(Dataset excerpts)

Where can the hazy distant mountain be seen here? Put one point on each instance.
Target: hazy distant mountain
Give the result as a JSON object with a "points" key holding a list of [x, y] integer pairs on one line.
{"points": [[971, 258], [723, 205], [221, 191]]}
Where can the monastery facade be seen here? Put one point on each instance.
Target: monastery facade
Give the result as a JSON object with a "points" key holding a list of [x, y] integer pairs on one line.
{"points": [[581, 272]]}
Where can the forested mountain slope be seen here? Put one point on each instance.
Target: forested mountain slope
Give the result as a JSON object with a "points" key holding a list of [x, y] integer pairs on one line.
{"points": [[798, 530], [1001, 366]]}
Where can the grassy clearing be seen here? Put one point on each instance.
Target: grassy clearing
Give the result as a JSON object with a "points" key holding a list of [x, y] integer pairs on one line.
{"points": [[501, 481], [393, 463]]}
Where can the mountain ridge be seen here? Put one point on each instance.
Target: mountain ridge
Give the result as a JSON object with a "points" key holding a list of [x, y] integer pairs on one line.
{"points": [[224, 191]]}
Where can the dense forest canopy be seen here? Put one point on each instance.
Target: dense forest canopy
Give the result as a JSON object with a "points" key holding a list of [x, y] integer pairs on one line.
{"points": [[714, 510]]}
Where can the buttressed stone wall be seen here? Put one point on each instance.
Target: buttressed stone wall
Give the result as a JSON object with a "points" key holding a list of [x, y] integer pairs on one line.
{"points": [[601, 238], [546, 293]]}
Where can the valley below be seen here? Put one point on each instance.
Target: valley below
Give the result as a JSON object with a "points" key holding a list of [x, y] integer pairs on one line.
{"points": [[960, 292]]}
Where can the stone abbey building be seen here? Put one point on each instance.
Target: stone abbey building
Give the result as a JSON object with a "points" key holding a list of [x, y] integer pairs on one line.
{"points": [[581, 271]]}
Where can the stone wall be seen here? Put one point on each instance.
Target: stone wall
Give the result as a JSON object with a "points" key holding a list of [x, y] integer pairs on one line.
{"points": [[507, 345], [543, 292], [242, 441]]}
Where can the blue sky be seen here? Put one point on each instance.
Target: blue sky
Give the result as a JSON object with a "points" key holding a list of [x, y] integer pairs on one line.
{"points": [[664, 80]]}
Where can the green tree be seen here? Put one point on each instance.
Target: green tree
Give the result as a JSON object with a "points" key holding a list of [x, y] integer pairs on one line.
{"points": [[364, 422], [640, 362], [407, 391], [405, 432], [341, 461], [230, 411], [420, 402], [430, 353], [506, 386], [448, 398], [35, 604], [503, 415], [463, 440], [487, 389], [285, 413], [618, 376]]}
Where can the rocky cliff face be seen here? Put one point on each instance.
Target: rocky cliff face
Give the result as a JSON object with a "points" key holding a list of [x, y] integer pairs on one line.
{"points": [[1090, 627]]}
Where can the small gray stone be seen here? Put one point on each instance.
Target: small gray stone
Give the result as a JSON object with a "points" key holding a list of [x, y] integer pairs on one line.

■ **GOAL OF THE EXERCISE**
Your answer should consist of the lines above that hold the word "distant".

■ **EXERCISE SOLUTION**
Where can the hazy distant mountain be seen here? Put one point on each instance.
Target: hazy distant mountain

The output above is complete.